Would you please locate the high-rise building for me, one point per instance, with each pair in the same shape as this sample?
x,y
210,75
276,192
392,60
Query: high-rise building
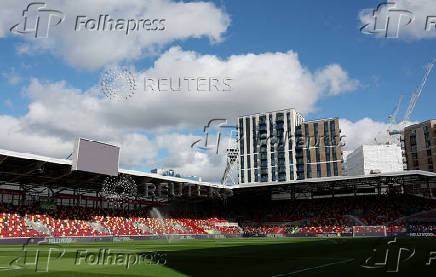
x,y
420,146
281,146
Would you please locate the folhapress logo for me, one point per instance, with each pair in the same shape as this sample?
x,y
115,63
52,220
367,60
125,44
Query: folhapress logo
x,y
37,20
391,259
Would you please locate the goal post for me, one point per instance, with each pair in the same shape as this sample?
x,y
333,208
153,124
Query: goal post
x,y
370,231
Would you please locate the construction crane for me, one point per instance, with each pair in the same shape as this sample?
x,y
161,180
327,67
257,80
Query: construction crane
x,y
414,99
393,115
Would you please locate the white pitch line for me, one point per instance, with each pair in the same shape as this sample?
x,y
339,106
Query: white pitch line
x,y
312,268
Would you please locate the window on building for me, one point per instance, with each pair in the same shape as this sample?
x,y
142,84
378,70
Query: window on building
x,y
247,126
254,135
309,171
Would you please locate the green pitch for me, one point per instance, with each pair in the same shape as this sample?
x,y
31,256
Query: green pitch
x,y
225,257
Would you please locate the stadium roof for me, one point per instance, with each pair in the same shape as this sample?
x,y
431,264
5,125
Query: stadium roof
x,y
39,171
25,168
341,178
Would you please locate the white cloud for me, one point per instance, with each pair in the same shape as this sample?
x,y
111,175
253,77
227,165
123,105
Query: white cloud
x,y
8,103
187,161
366,131
420,10
12,77
93,49
335,80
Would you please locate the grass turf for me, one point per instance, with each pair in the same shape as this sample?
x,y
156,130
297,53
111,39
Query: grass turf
x,y
225,257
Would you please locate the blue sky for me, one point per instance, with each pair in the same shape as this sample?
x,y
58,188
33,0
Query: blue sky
x,y
319,32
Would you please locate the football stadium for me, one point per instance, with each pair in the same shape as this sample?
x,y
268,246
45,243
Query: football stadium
x,y
217,138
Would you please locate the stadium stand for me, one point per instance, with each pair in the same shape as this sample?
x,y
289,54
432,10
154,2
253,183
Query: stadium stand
x,y
321,216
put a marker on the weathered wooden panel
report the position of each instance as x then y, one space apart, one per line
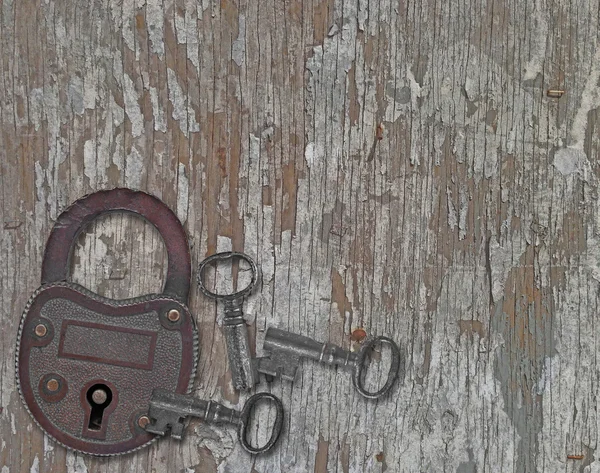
395 166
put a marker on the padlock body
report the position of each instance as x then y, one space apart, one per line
87 365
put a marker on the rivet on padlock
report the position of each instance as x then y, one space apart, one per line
85 363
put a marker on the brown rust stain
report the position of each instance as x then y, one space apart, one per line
470 328
289 187
380 457
322 456
358 335
338 294
345 457
322 14
267 198
353 105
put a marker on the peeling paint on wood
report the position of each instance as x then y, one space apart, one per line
393 166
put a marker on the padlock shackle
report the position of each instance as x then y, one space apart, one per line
61 242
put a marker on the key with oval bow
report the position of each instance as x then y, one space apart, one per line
284 350
97 374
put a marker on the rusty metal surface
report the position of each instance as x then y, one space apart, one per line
168 352
74 345
72 222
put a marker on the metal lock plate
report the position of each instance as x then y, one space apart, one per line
87 365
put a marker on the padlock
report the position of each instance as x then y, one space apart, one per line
87 365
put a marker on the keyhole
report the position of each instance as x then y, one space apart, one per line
99 396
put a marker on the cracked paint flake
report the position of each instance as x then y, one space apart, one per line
183 193
238 50
160 122
183 113
132 107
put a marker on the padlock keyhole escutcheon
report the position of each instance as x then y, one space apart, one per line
87 364
99 396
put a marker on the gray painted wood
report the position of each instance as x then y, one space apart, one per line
395 166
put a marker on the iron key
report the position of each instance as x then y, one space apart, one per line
286 349
234 325
168 410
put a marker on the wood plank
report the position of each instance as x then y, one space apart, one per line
393 166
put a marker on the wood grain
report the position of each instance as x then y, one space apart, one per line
395 166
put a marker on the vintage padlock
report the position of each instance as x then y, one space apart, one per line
87 365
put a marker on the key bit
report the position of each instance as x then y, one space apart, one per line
284 351
169 410
234 326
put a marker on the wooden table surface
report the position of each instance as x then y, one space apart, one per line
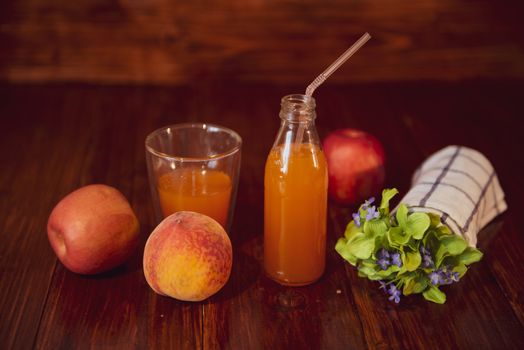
56 138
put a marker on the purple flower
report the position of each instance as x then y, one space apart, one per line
371 213
383 263
356 218
395 259
434 277
394 293
454 276
383 285
368 202
427 261
383 254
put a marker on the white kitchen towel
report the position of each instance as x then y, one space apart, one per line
460 185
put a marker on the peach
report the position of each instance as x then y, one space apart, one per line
188 257
355 165
93 229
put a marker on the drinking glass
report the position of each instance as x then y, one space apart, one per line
194 167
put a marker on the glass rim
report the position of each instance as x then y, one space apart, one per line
203 126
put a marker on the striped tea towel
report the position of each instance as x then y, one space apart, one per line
460 185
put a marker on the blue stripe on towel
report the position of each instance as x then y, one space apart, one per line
440 177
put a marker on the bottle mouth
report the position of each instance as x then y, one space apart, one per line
297 107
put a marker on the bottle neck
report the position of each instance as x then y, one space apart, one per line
298 109
298 121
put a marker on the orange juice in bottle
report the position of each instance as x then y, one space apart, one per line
295 197
204 191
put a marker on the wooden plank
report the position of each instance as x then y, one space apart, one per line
164 42
78 134
412 323
485 118
254 312
32 167
116 309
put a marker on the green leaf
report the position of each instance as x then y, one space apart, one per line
420 284
409 284
387 194
402 215
442 252
435 295
443 230
434 219
366 270
351 231
375 228
413 244
470 255
411 260
461 269
389 271
342 248
454 244
397 237
361 246
417 224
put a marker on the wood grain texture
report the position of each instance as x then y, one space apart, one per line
174 42
59 137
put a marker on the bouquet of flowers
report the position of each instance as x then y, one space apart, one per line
407 252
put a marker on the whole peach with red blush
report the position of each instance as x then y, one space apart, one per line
188 257
355 165
93 229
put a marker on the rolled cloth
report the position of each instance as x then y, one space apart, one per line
460 185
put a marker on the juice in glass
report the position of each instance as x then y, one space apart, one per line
295 206
204 191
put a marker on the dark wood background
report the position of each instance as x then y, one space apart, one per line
82 83
166 42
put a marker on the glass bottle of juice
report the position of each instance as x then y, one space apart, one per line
295 197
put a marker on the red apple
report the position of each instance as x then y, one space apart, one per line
355 165
93 229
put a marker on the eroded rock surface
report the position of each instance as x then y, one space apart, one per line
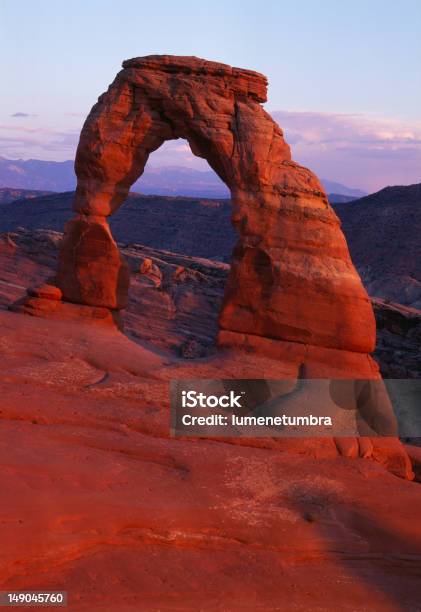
291 276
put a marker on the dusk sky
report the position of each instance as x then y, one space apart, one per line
344 78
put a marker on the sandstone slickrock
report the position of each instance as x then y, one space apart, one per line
291 276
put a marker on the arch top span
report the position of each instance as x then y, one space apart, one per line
291 275
239 80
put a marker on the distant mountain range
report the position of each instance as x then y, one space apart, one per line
8 195
383 231
167 180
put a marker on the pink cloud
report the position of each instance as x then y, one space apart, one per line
357 150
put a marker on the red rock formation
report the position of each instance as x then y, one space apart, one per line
292 277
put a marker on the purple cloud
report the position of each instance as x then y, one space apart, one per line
357 150
354 149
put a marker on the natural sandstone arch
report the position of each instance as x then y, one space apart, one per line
292 277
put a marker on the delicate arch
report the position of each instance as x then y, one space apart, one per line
291 277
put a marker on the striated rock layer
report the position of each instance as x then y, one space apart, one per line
291 276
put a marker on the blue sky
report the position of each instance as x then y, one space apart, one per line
344 77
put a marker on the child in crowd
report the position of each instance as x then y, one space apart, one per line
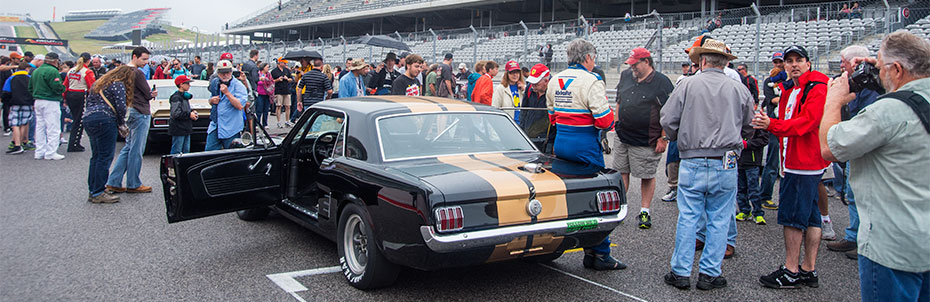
748 190
182 117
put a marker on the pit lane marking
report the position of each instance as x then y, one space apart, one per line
288 282
594 283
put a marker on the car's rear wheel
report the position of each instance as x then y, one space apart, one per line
543 258
253 214
362 263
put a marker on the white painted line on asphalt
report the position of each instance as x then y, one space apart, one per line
595 283
288 283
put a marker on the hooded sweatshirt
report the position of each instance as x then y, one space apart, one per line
798 131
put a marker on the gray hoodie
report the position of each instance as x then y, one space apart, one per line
708 114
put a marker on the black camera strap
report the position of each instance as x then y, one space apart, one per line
916 102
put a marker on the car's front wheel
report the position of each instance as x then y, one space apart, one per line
362 263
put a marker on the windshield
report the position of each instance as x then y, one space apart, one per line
199 92
435 134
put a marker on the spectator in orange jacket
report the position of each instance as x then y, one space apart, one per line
484 88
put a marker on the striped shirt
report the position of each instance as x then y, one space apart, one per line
317 85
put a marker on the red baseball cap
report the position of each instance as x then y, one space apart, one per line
637 54
511 66
538 73
181 79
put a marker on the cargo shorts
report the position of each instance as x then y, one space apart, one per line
639 161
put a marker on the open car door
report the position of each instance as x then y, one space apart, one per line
209 183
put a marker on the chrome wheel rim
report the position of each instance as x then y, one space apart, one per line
355 243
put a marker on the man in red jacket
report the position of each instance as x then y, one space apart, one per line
799 109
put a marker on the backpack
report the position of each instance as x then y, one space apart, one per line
916 102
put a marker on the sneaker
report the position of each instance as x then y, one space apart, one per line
706 282
677 281
645 221
827 234
769 204
809 278
782 278
54 156
742 216
671 196
842 246
140 189
16 150
103 198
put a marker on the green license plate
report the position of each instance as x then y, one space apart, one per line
575 226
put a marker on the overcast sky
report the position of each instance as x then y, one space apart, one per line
208 15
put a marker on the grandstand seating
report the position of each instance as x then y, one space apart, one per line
120 27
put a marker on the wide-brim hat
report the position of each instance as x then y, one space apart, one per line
356 64
710 46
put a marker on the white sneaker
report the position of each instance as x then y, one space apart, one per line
54 156
671 196
827 234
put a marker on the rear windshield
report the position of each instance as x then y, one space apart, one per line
436 134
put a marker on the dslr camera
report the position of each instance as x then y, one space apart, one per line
865 76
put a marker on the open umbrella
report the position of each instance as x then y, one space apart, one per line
297 54
384 41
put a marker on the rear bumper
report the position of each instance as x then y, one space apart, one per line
443 243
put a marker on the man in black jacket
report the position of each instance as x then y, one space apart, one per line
181 123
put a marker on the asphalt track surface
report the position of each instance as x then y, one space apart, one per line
54 245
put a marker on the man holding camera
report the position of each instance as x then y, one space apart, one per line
799 111
864 97
887 146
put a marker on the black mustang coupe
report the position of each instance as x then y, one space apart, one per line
426 183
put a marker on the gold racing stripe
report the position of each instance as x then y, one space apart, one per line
550 189
512 193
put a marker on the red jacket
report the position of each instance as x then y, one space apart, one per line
802 152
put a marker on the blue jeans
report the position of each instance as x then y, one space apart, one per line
216 143
101 131
704 188
852 231
747 196
180 144
770 171
261 109
129 162
879 283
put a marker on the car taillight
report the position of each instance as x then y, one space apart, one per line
608 201
450 219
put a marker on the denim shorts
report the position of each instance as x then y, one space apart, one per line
797 201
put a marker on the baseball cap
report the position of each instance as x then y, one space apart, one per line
181 79
778 56
537 73
511 66
798 50
637 54
224 66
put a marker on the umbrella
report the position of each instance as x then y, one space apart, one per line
384 41
297 54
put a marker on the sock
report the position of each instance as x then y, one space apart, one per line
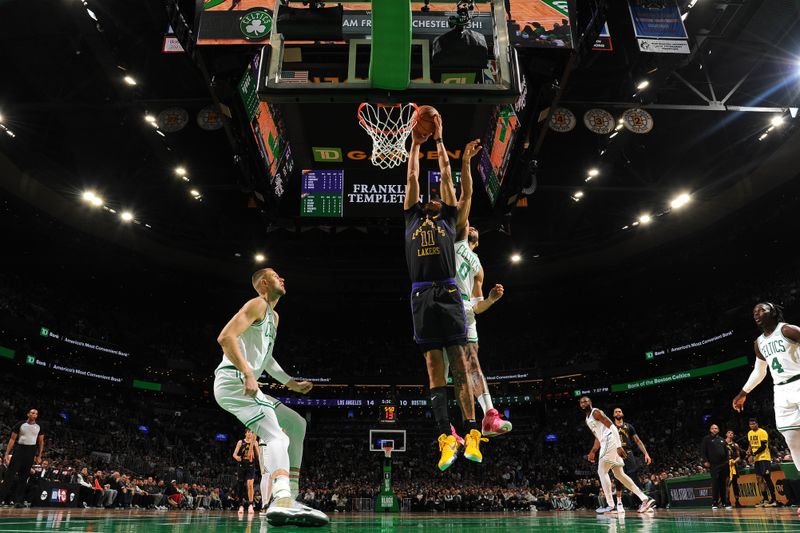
485 401
280 487
792 437
294 481
605 482
620 474
439 408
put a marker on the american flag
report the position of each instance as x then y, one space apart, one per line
294 76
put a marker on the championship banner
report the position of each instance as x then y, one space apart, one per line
658 26
603 42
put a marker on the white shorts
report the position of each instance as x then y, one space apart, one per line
472 326
256 413
608 450
787 406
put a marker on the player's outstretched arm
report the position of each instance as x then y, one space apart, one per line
412 174
756 377
253 311
479 305
465 200
446 185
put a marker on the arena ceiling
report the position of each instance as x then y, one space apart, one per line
78 126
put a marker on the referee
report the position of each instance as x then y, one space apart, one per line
27 444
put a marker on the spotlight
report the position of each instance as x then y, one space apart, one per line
92 198
680 200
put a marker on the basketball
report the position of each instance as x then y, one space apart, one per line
425 125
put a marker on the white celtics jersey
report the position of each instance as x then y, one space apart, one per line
782 355
256 344
595 426
467 267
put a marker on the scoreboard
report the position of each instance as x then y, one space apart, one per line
321 193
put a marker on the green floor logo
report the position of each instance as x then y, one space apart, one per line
256 25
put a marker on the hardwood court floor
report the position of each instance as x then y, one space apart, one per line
684 521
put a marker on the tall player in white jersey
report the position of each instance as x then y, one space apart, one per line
777 349
611 458
469 279
247 342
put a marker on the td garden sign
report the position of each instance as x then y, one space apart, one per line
333 154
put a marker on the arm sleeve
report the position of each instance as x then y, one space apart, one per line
275 370
757 376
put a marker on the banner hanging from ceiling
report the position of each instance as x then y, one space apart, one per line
658 26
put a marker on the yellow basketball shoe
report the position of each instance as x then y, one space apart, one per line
449 448
473 447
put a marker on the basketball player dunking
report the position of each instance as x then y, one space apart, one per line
469 278
611 458
777 349
437 311
247 342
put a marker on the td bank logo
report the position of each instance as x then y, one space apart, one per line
255 25
324 154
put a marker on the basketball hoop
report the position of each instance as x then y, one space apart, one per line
387 450
389 126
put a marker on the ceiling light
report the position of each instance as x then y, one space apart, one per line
680 200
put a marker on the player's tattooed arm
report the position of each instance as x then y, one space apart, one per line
791 332
253 311
756 377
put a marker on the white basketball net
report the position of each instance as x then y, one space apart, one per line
389 127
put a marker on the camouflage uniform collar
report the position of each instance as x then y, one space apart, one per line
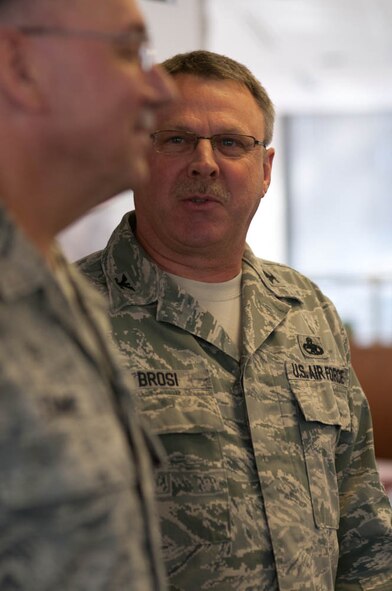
23 269
134 278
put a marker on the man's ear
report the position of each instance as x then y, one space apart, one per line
267 168
17 71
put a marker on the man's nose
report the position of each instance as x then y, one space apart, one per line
203 160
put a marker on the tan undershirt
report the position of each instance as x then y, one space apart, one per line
222 300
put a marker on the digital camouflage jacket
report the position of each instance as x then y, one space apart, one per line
270 481
76 483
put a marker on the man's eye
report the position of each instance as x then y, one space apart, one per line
176 139
229 142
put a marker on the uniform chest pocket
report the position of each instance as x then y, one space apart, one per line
192 487
324 412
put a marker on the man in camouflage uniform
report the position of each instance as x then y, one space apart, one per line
76 484
242 366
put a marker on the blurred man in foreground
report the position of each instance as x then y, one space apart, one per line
77 98
242 365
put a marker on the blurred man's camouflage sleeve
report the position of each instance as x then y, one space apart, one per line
75 474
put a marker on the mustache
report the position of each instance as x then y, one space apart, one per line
189 188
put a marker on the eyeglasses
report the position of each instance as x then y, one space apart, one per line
133 42
230 145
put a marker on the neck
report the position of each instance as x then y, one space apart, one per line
199 266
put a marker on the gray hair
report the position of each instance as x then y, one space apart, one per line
207 64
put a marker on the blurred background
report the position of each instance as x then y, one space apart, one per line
327 66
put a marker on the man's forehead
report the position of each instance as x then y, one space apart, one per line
107 14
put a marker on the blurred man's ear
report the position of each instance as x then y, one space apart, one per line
18 82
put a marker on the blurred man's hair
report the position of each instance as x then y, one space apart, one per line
207 64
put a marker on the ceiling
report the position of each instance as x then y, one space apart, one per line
312 55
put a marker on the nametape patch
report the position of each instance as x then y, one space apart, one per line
181 378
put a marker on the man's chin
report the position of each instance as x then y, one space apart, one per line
139 173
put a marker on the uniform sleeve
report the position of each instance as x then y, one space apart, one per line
365 530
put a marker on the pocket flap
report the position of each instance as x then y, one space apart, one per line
168 413
321 401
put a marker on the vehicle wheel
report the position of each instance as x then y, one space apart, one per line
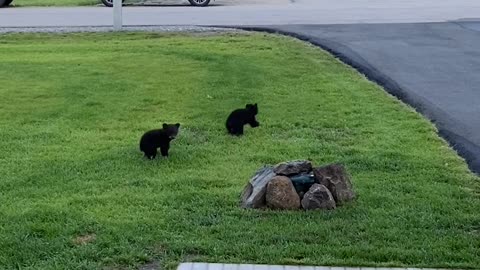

* * * * * * *

■ **DIRECTION**: Please locate every line in the listing above that contains the string "grass", matching case exactly, and copy each of those lines.

■ **EXERCISE OUTPUT**:
Would you please locate the grass turf for me, one point per instance, with each pair in the same shape as this sample?
Query: grass turf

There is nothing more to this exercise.